Fragmento de texto:
Por: Gustavo Páez Escobar

Cúcuta se enorgullece de ser la cuna del general Santander, cuya casa natal se conserva como precioso monumento que atrae la admiración de los turistas. La plaza principal se denomina, por lógica, Parque San­tander. Los cucuteños comentan con timbre de orgullo que fue aquí donde Bolívar y Santander riñeron por primera vez.

La ciudad cuida con esmero otros testimonios históricos que le dan dimensión a la vida regional, como el templo donde se reunió el primer Congreso de la Gran Colombia en 1821; los restos de la capilla de Santa Ana, donde fue bautizado Santander; la casa de Gobierno, conocida como La Bagatela, residencia del vice­presidente Nariño durante las se­siones del Congreso y asiento del órgano ejecutivo de entonces; y no se han olvidado del célebre Tamarindo —que aquí se proclama con mayús­cula solemnidad—, el árbol patriar­cal, todavía adusto y frondoso, bajo cuya sombra deliberaban los constituyentes en las tardes calurosas de 1821.

Ejercicios:
1. Según el texto sobre Cúcuta, ¿qué nombre tiene la plaza principal de la ciudad?
2. Repite sin cambiar nada la parte del texto sobre Cúcuta que empieza con "Cúcuta se enorgullece" y sigue hasta "por primera vez.".
3. Di si cada frase coincide con el texto sobre Cúcuta. Responde sí o no y cita las palabras del texto que lo deciden.
(a) El primer Congreso de la Gran Colombia se reunió en un templo de Cúcuta en 1821.
(b) La casa natal del general Santander ya no existe.
(c) Santander fue bautizado en la capilla de Santa Ana.
Los datos no tienen nada que ver con el texto sobre Cúcuta.

Datos:
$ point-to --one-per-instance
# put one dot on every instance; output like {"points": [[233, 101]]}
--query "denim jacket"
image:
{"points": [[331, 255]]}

--

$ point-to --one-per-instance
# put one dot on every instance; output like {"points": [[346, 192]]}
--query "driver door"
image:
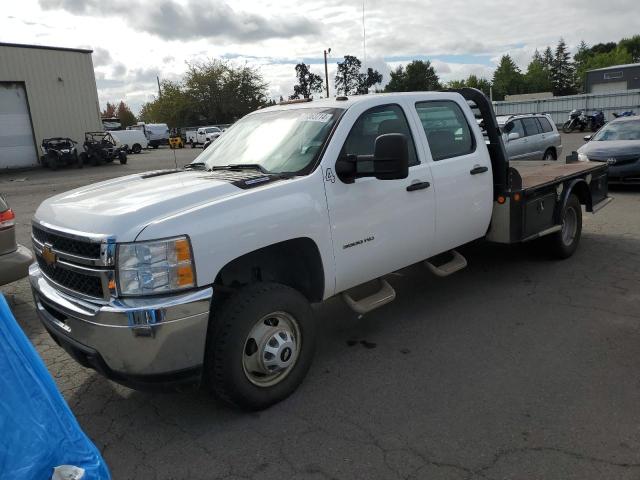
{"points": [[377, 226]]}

---

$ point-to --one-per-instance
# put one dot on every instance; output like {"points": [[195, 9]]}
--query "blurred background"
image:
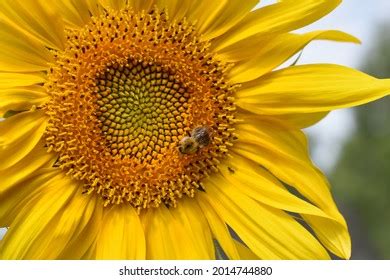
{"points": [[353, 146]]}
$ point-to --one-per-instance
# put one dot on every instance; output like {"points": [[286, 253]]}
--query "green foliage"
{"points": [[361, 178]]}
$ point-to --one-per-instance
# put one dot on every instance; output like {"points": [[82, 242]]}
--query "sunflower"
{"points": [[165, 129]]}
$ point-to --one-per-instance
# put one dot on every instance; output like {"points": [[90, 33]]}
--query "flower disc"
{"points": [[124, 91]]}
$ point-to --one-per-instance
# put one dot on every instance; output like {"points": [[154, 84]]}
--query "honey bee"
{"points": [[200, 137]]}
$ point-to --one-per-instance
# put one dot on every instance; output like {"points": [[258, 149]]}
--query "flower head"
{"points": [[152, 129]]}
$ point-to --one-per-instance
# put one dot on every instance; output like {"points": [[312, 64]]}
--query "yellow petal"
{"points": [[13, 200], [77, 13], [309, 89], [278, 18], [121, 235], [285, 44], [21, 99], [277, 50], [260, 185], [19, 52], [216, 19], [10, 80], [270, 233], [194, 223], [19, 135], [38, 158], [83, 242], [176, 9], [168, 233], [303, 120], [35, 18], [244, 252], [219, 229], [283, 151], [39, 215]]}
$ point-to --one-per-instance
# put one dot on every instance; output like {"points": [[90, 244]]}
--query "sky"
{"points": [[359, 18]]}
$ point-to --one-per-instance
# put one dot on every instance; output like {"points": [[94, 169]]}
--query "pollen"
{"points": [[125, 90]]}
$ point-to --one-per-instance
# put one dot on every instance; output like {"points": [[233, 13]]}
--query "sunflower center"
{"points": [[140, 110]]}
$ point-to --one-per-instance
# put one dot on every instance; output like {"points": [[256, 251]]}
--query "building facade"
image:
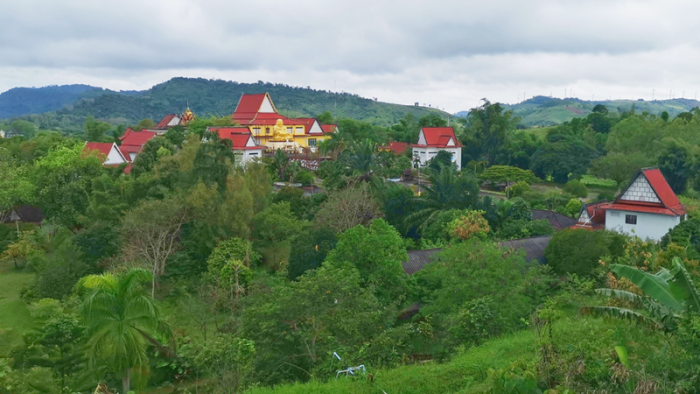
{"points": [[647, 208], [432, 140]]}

Respuestas:
1. Parque Santander.

2.
Cúcuta se enorgullece de ser la cuna del general Santander, cuya casa natal se conserva como precioso monumento que atrae la admiración de los turistas. La plaza principal se denomina, por lógica, Parque San­tander. Los cucuteños comentan con timbre de orgullo que fue aquí donde Bolívar y Santander riñeron por primera vez.

3.
(a) Sí: «el templo donde se reunió el primer Congreso de la Gran Colombia en 1821».
(b) No: «cuya casa natal se conserva como precioso monumento».
(c) Sí: «los restos de la capilla de Santa Ana, donde fue bautizado Santander».